[WHAT YOU HAVE TO DO]:
Only an exact, line-for-line copy of the data will serve as the answer.

(Stored data)
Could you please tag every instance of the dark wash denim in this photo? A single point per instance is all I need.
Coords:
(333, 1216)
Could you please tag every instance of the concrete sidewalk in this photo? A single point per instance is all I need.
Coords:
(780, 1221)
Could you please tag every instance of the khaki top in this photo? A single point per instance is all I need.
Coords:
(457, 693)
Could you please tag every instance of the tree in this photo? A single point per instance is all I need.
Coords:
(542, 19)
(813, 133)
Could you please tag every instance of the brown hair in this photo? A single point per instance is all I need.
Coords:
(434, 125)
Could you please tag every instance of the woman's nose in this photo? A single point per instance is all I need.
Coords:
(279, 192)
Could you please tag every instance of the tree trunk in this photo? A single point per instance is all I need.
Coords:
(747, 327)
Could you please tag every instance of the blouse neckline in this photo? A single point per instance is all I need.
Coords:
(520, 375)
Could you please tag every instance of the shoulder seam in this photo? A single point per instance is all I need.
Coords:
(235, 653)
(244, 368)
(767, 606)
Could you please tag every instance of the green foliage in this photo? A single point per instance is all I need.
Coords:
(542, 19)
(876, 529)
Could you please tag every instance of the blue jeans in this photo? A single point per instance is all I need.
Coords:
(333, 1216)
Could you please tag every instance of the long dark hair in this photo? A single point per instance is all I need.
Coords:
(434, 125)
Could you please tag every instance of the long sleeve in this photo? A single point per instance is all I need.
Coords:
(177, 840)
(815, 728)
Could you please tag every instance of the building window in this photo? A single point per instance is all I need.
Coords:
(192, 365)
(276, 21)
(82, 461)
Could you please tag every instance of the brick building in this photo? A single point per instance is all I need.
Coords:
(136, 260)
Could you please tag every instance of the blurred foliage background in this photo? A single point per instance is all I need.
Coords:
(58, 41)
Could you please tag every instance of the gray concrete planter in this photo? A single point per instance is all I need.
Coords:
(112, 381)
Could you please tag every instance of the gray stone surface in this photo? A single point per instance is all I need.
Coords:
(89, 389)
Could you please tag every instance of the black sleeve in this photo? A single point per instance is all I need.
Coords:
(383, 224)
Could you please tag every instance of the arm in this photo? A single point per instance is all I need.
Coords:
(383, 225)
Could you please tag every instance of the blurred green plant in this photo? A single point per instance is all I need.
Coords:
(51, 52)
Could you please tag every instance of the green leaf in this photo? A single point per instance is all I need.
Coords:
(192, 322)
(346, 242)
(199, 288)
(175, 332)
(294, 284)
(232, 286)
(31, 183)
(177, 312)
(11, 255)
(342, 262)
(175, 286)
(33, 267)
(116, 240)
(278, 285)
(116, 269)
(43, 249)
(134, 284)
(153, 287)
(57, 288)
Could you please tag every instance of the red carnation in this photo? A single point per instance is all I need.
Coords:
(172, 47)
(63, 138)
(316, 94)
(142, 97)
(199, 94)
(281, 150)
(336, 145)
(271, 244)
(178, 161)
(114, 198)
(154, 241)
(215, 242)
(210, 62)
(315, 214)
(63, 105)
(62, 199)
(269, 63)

[COMPLETED TASK]:
Could you please tag every instance of the dark wash denim in this photo? A single point per instance is all I need.
Coords:
(333, 1216)
Could you please tag every instance of the concrete sidewalk in this photo? A single point per instance is all I need.
Coords:
(780, 1221)
Could you please tag every instance of the khaki top in this photo? A single point per instance is all I need.
Coords:
(457, 693)
Could you please tag every instance of the tree in this photo? A single point per instance is all I need.
Coords:
(542, 19)
(813, 133)
Could you please tag every instance of the brown hair in this photo? A single point per instance is all I need.
Coords:
(434, 125)
Could you please tag every instance of the woman's nose in this photo? A single point per instance is all I need.
Coords:
(279, 192)
Could you please tag every instance of the tree trunk in this photo? A single point per instance is all I need.
Coords:
(747, 327)
Could you please tag every instance of the blouse neckline in this photo? A single point per instance is all I need.
Coords:
(520, 375)
Could you please tag every instance of the shoulder seam in this photo? A single point per instance is all I need.
Coords:
(235, 653)
(244, 368)
(767, 606)
Could you please tag every instance of the green foliage in this photo? A single point per instance is all I need.
Coords:
(542, 19)
(876, 529)
Could you please tag every instance of the blue jeans in this photo? A single point per instance is all I need.
Coords:
(333, 1216)
Could you please tag every instance of the long dark hair in this photo? A single point per instance is all I need.
Coords:
(434, 125)
Could you please tag every instance of the long sleeve in this photo? A single point per instance is all I need.
Coords:
(177, 840)
(815, 728)
Could you please tag every instance of the building window in this photo? A single point per instance is all I need.
Coords:
(192, 365)
(276, 21)
(82, 461)
Could you please tag every instance of the brick building in this photo? A single point per instance is all I need.
Coords:
(136, 260)
Could you please tag every instance of the blurred foliage background in this photo? A single point per instance is all I need.
Coords:
(58, 41)
Could you please tag every instance of the gray concrete planter in this photo? A single point per instance is all I need.
Coords:
(112, 381)
Could you please tag every instance of the gray stone surface in this photo? A single point per instance is all I need.
Coords:
(89, 389)
Could you please tag every instance of the black sleeve in this photo? A single point per instance is all I need.
Coords:
(383, 224)
Could you please tag every instance of the arm in this photo? A single point per instance is all I need.
Coords:
(383, 225)
Could you please tag every instance of the blurred green plant in this photo? A single point per instance is all I need.
Coords:
(51, 52)
Could you please tag every instance of the green leaf in this photo? A single point per instance is all I need.
Coords:
(192, 322)
(346, 242)
(199, 288)
(175, 332)
(294, 284)
(232, 286)
(31, 183)
(177, 312)
(11, 255)
(342, 262)
(175, 286)
(33, 267)
(116, 240)
(278, 285)
(116, 269)
(43, 249)
(134, 284)
(153, 287)
(57, 288)
Could you please tag every instance of the red carnation in this photo? A single point per instance is all I need.
Coords:
(172, 47)
(63, 138)
(316, 94)
(142, 97)
(199, 94)
(281, 150)
(336, 145)
(271, 244)
(178, 161)
(114, 198)
(154, 241)
(215, 242)
(210, 62)
(315, 214)
(63, 105)
(62, 199)
(269, 63)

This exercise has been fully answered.